— Start RECORDS PROVIDED —
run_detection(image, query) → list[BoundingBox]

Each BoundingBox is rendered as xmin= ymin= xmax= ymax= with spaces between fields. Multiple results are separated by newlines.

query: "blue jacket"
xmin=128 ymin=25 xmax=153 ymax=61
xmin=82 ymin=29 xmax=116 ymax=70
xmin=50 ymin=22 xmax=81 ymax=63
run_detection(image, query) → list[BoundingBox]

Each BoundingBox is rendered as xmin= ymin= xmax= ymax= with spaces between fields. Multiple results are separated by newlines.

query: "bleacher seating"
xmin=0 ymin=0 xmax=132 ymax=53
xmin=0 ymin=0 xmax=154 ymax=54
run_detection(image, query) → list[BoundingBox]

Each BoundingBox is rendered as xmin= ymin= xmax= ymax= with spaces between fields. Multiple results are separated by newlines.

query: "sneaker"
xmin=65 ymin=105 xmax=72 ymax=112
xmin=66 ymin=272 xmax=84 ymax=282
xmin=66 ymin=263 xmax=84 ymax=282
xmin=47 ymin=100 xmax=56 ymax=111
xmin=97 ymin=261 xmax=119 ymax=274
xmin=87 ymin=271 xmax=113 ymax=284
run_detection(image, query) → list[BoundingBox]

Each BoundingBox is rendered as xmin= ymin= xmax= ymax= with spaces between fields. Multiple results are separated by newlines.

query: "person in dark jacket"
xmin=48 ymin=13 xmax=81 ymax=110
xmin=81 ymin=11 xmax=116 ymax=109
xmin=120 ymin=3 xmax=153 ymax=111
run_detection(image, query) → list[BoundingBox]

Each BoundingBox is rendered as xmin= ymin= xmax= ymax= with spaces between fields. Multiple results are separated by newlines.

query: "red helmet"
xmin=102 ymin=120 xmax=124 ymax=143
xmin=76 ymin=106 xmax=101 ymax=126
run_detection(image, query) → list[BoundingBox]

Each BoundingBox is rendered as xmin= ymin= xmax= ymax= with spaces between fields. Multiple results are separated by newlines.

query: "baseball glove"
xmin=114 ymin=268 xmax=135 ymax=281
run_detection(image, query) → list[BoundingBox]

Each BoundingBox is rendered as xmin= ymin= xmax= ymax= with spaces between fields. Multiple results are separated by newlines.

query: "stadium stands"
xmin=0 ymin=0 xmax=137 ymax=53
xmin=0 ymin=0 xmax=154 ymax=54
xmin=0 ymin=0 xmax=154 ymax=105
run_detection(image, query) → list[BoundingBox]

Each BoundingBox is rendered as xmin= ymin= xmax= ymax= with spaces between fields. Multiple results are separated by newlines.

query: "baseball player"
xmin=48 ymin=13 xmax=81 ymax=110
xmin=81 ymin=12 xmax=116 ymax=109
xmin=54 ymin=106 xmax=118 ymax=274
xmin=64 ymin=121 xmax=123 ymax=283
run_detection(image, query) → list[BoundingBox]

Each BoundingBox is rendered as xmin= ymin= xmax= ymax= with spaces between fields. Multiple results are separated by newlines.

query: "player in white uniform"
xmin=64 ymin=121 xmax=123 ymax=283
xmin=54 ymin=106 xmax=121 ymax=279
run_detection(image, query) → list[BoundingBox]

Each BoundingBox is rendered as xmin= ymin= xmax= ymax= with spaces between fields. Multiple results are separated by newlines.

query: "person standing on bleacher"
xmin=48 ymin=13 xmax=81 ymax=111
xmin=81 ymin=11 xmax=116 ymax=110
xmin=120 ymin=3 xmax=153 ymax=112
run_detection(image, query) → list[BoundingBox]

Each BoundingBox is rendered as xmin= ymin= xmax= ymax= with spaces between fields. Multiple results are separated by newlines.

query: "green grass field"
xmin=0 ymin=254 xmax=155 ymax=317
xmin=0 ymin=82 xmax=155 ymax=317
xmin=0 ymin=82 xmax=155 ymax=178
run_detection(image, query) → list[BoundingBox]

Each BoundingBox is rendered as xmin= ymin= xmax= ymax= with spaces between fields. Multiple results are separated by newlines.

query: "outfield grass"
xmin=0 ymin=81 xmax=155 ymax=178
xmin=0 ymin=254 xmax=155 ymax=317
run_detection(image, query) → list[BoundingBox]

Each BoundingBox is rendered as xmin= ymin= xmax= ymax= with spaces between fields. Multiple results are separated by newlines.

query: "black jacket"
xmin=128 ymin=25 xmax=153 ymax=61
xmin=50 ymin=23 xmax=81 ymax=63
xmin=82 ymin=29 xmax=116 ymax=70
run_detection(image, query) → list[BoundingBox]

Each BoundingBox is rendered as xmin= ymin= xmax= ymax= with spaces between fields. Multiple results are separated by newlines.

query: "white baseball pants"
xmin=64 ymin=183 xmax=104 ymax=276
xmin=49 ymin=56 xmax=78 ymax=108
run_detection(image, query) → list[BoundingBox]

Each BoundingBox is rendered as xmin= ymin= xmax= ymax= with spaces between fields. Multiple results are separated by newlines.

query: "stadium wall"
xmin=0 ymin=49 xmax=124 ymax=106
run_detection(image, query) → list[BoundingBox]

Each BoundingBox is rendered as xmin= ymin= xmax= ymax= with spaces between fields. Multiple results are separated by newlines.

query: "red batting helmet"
— End RECORDS PROVIDED —
▶ **WHAT YOU HAVE TO DO**
Quote everything from the first line of the material down to the line containing "xmin=50 ymin=22 xmax=81 ymax=63", both ends included, word for word.

▶ **REPLY**
run_detection(image, query) → list[BoundingBox]

Each BoundingBox is rendered as xmin= ymin= xmax= ymax= with spaces between fields. Multiple results are separated by newlines.

query: "blue jacket"
xmin=128 ymin=25 xmax=153 ymax=61
xmin=82 ymin=29 xmax=116 ymax=70
xmin=50 ymin=22 xmax=81 ymax=63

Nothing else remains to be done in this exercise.